To do => Please copy the rows from the start through the line containing "227 178 L 240", changing "gravel ground" to "sandy ground" and leaving everything else as it is. Omit the pictures from your answer.

Supplied information =>

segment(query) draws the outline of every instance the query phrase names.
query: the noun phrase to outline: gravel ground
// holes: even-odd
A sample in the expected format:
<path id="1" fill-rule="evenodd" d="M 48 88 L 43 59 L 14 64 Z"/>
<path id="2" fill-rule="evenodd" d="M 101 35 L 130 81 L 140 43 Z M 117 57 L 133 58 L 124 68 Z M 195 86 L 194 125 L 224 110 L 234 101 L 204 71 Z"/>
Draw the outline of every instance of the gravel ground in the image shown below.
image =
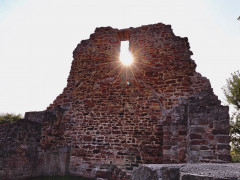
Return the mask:
<path id="1" fill-rule="evenodd" d="M 227 178 L 240 177 L 240 163 L 217 164 L 198 163 L 185 164 L 180 169 L 181 172 L 204 175 L 209 177 Z"/>

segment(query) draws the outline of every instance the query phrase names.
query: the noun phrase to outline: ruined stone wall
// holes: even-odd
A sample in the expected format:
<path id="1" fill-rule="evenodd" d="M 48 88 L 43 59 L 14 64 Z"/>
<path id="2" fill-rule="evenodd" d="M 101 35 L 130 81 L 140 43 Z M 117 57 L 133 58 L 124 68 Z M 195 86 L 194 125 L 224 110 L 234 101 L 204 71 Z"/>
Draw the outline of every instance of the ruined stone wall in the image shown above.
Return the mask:
<path id="1" fill-rule="evenodd" d="M 139 164 L 229 162 L 228 107 L 191 55 L 169 25 L 97 28 L 74 50 L 63 93 L 26 114 L 42 125 L 36 174 L 124 179 Z"/>
<path id="2" fill-rule="evenodd" d="M 119 62 L 121 40 L 130 67 Z M 62 134 L 43 131 L 42 146 L 71 146 L 69 171 L 78 175 L 96 164 L 229 161 L 228 107 L 195 71 L 189 48 L 169 25 L 97 28 L 74 50 L 68 85 L 48 108 L 66 109 Z"/>
<path id="3" fill-rule="evenodd" d="M 38 163 L 41 124 L 18 120 L 0 124 L 0 179 L 18 179 L 34 174 Z"/>

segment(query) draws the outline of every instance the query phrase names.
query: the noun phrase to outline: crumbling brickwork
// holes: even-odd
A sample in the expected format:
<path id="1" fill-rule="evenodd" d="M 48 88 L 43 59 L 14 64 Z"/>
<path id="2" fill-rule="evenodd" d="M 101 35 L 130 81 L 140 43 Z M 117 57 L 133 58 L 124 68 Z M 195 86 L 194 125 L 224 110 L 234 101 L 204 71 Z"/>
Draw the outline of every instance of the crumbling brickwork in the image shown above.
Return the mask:
<path id="1" fill-rule="evenodd" d="M 119 61 L 123 40 L 129 67 Z M 52 118 L 40 118 L 42 172 L 54 153 L 62 174 L 96 177 L 99 166 L 116 165 L 108 172 L 120 179 L 144 163 L 229 162 L 228 107 L 191 55 L 170 25 L 97 28 L 74 50 L 67 86 L 45 111 Z"/>

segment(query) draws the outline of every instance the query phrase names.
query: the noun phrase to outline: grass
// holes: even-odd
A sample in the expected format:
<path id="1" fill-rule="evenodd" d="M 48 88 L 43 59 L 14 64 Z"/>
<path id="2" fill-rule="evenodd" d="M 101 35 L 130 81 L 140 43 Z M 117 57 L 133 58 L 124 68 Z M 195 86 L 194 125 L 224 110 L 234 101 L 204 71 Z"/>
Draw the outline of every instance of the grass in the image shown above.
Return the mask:
<path id="1" fill-rule="evenodd" d="M 93 180 L 93 179 L 74 176 L 54 176 L 54 177 L 36 177 L 30 178 L 28 180 Z"/>

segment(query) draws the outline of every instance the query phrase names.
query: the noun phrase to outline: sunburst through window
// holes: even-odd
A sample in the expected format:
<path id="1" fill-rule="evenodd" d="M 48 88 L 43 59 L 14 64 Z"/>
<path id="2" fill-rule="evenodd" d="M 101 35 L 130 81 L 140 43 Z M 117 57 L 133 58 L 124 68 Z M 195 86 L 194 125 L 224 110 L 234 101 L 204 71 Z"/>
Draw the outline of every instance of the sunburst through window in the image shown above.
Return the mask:
<path id="1" fill-rule="evenodd" d="M 129 51 L 129 41 L 121 41 L 119 59 L 125 66 L 130 66 L 133 63 L 133 57 Z"/>

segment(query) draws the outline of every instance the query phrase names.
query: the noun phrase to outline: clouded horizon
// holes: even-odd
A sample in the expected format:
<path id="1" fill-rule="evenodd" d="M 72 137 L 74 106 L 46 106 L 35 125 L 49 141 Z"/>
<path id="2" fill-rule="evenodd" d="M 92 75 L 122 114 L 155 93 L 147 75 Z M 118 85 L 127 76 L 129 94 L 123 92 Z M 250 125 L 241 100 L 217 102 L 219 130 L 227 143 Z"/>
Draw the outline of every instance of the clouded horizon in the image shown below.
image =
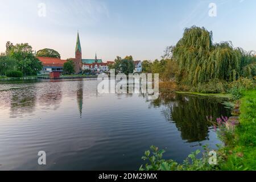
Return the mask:
<path id="1" fill-rule="evenodd" d="M 0 52 L 5 44 L 28 43 L 36 51 L 49 48 L 65 59 L 75 57 L 79 31 L 84 59 L 97 52 L 104 61 L 117 56 L 159 59 L 174 46 L 185 27 L 204 27 L 214 42 L 256 50 L 254 0 L 0 0 Z M 216 16 L 209 11 L 216 5 Z M 43 6 L 42 6 L 43 5 Z M 46 14 L 42 15 L 45 5 Z M 41 14 L 41 15 L 40 15 Z"/>

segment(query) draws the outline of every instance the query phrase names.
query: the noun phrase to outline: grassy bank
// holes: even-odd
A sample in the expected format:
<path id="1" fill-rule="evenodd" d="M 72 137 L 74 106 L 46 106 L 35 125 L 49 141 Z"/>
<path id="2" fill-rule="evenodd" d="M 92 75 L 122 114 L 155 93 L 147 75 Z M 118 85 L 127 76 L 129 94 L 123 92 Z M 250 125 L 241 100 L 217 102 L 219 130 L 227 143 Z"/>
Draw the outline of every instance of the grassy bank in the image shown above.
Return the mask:
<path id="1" fill-rule="evenodd" d="M 0 81 L 6 81 L 6 80 L 35 80 L 38 77 L 36 76 L 28 76 L 23 77 L 8 77 L 7 76 L 0 76 Z"/>
<path id="2" fill-rule="evenodd" d="M 193 94 L 201 95 L 201 93 Z M 225 143 L 225 146 L 220 146 L 219 150 L 216 151 L 217 164 L 209 164 L 210 149 L 207 146 L 204 147 L 203 157 L 198 157 L 201 151 L 197 150 L 189 155 L 181 164 L 173 160 L 163 159 L 163 154 L 165 151 L 152 146 L 151 151 L 146 151 L 145 155 L 142 157 L 142 159 L 148 163 L 144 167 L 142 166 L 140 170 L 256 170 L 256 89 L 245 91 L 243 94 L 243 97 L 240 101 L 240 125 L 234 127 L 234 124 L 232 123 L 233 127 L 229 127 L 227 124 L 229 120 L 224 122 L 219 118 L 221 125 L 220 125 L 218 133 L 220 139 Z"/>
<path id="3" fill-rule="evenodd" d="M 228 93 L 199 93 L 199 92 L 175 92 L 176 93 L 185 94 L 200 96 L 213 96 L 217 97 L 225 97 L 231 98 L 232 96 Z"/>
<path id="4" fill-rule="evenodd" d="M 256 170 L 256 90 L 246 91 L 241 100 L 240 125 L 228 146 L 222 149 L 222 170 Z"/>

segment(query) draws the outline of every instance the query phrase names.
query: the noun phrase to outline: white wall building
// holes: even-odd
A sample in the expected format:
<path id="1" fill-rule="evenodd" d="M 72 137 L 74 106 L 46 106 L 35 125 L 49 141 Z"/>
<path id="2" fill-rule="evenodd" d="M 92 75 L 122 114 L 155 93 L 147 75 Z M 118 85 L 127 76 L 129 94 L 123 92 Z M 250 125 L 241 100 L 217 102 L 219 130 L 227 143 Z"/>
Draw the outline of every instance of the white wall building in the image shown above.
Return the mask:
<path id="1" fill-rule="evenodd" d="M 142 61 L 134 61 L 134 73 L 141 73 L 142 72 Z"/>

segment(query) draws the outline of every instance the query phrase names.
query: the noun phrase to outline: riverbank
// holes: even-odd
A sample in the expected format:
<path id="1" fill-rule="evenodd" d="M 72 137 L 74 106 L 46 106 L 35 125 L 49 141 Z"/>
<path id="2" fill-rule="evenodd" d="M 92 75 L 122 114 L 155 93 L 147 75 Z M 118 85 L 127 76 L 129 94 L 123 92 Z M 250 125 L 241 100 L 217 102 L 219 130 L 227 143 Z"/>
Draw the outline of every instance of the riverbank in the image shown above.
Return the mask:
<path id="1" fill-rule="evenodd" d="M 256 90 L 246 91 L 241 99 L 240 125 L 229 144 L 220 151 L 226 156 L 221 170 L 256 170 Z"/>
<path id="2" fill-rule="evenodd" d="M 232 96 L 228 93 L 199 93 L 199 92 L 174 92 L 176 93 L 184 94 L 193 96 L 213 96 L 217 97 L 225 97 L 228 98 L 232 98 Z"/>
<path id="3" fill-rule="evenodd" d="M 79 79 L 79 78 L 97 78 L 96 75 L 65 75 L 62 76 L 59 78 L 51 78 L 48 76 L 38 76 L 38 78 L 40 79 L 53 79 L 53 80 L 71 80 L 71 79 Z"/>
<path id="4" fill-rule="evenodd" d="M 9 80 L 36 80 L 37 76 L 27 76 L 20 78 L 7 77 L 6 76 L 0 77 L 0 81 L 9 81 Z"/>

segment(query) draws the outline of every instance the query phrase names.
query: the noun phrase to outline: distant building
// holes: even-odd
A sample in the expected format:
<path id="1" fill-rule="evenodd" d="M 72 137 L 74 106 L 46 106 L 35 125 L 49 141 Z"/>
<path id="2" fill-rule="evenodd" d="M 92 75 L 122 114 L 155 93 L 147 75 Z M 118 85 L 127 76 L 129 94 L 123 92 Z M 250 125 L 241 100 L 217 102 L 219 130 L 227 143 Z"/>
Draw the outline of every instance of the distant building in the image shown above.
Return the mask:
<path id="1" fill-rule="evenodd" d="M 63 60 L 58 58 L 37 57 L 42 63 L 43 68 L 41 71 L 42 74 L 49 74 L 52 71 L 63 71 L 64 64 L 67 60 Z M 81 47 L 79 34 L 77 32 L 76 45 L 75 49 L 75 58 L 71 58 L 75 65 L 75 72 L 79 73 L 83 69 L 84 64 L 92 64 L 94 63 L 102 63 L 101 59 L 97 59 L 97 56 L 95 59 L 82 59 L 82 48 Z M 102 70 L 105 69 L 105 67 L 102 65 Z"/>
<path id="2" fill-rule="evenodd" d="M 43 69 L 41 74 L 49 74 L 53 71 L 63 72 L 63 65 L 67 60 L 59 58 L 36 57 L 43 64 Z"/>
<path id="3" fill-rule="evenodd" d="M 142 72 L 142 61 L 134 61 L 134 73 Z"/>

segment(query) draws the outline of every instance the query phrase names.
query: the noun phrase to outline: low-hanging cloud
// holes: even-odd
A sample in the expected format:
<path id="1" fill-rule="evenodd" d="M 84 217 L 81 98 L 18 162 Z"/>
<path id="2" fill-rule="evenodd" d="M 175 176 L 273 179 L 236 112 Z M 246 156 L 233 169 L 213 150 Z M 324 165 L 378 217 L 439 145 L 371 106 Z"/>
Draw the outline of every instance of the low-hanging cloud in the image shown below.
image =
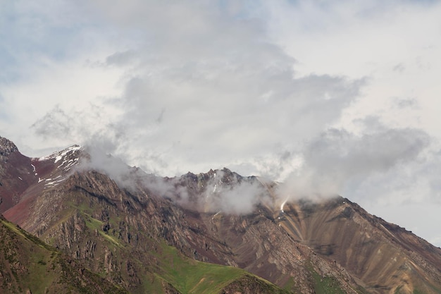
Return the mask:
<path id="1" fill-rule="evenodd" d="M 430 140 L 418 129 L 383 128 L 362 135 L 329 129 L 306 145 L 302 165 L 287 179 L 280 197 L 320 199 L 348 192 L 351 185 L 416 161 Z"/>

Problem solution =>
segment(query) draws the outline of every instance the query phrase names.
query: the noun phrase to outline: sandy ground
// holes: even-odd
A sample in the expected format:
<path id="1" fill-rule="evenodd" d="M 48 88 L 43 59 L 14 64 Z"/>
<path id="2" fill-rule="evenodd" d="M 101 35 L 130 81 L 140 43 Z M 117 57 L 133 58 L 124 68 Z M 195 86 L 194 125 L 224 110 L 234 101 L 204 71 Z"/>
Draw the outline of every instance of the sandy ground in the image shown below.
image =
Return the mask:
<path id="1" fill-rule="evenodd" d="M 227 178 L 240 177 L 240 163 L 217 164 L 198 163 L 185 164 L 180 169 L 181 172 L 204 175 L 209 177 Z"/>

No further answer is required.